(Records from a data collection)
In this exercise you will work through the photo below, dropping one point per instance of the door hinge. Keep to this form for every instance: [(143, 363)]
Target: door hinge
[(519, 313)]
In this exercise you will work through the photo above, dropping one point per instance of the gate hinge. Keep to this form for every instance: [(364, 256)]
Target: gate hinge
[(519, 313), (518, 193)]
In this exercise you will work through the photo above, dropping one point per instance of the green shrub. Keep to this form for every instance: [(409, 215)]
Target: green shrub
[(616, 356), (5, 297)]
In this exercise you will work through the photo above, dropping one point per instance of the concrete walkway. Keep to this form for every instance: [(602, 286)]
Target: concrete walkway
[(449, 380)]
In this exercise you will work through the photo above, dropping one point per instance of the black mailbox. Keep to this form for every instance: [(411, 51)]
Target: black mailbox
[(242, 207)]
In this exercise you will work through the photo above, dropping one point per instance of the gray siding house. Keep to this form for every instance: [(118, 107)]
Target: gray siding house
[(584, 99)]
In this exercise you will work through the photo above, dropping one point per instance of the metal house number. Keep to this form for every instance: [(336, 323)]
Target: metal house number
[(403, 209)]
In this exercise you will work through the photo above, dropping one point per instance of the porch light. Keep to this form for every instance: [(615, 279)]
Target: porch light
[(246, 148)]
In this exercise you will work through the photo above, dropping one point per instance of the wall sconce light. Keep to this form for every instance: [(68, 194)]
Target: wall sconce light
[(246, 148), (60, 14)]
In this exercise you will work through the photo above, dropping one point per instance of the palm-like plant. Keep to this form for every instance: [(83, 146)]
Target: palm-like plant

### STATED EXERCISE:
Rewrite every line of the entries above as a numbered list, leaving out any blank lines.

### SOLUTION FOR THIS TASK:
1. In this exercise you will work through the photo below, dropping one point per instance of the door hinge. Keep to this form for every instance: [(143, 363)]
2. Target: door hinge
3. [(519, 313)]
4. In this exercise you will work through the photo above, dropping one point per instance of the gate hinge. Keep to this form for every instance: [(364, 256)]
5. Target: gate hinge
6. [(519, 313), (518, 193)]
7. In this exercise you will work through the photo above, dropping one point per instance of the green shrub. Keep to this form for every instance: [(409, 215)]
8. Target: green shrub
9. [(616, 356), (5, 297)]
10. In this exercise you will work through the photo above, dropping one point per instance of the concrete walkway. Keep to this form for every instance: [(602, 286)]
11. Target: concrete walkway
12. [(449, 380)]
13. In this exercise you will work through the photo above, dropping one point per instance of the black mailbox. Keep to this form for every instance: [(411, 51)]
14. Target: black mailbox
15. [(242, 207)]
16. In this exercise you will work through the photo above, dropping one point per instance of the gray siding house. Keep to this form for every instance: [(118, 107)]
17. Target: gray siding house
18. [(584, 99)]
19. In this exercise you will work through the photo above, dropping one point per instance of the metal house number. Keep to this form for every instance: [(336, 323)]
20. Target: metal house number
21. [(403, 209)]
22. In this exercise you will work through the photo above, dropping one point per instance of the porch light. Keep to this form for every instance: [(615, 279)]
23. Target: porch light
24. [(246, 148)]
25. In this exercise you will work through the photo above, dropping one point per instance of the wall sconce light. Keep to this form for every instance: [(68, 194)]
26. Target: wall sconce light
27. [(246, 148), (60, 14)]
28. In this exercise you will work through the photo above, dropping one point per instance of the palm-like plant. Keep to this form for every instance: [(83, 146)]
29. Target: palm-like plant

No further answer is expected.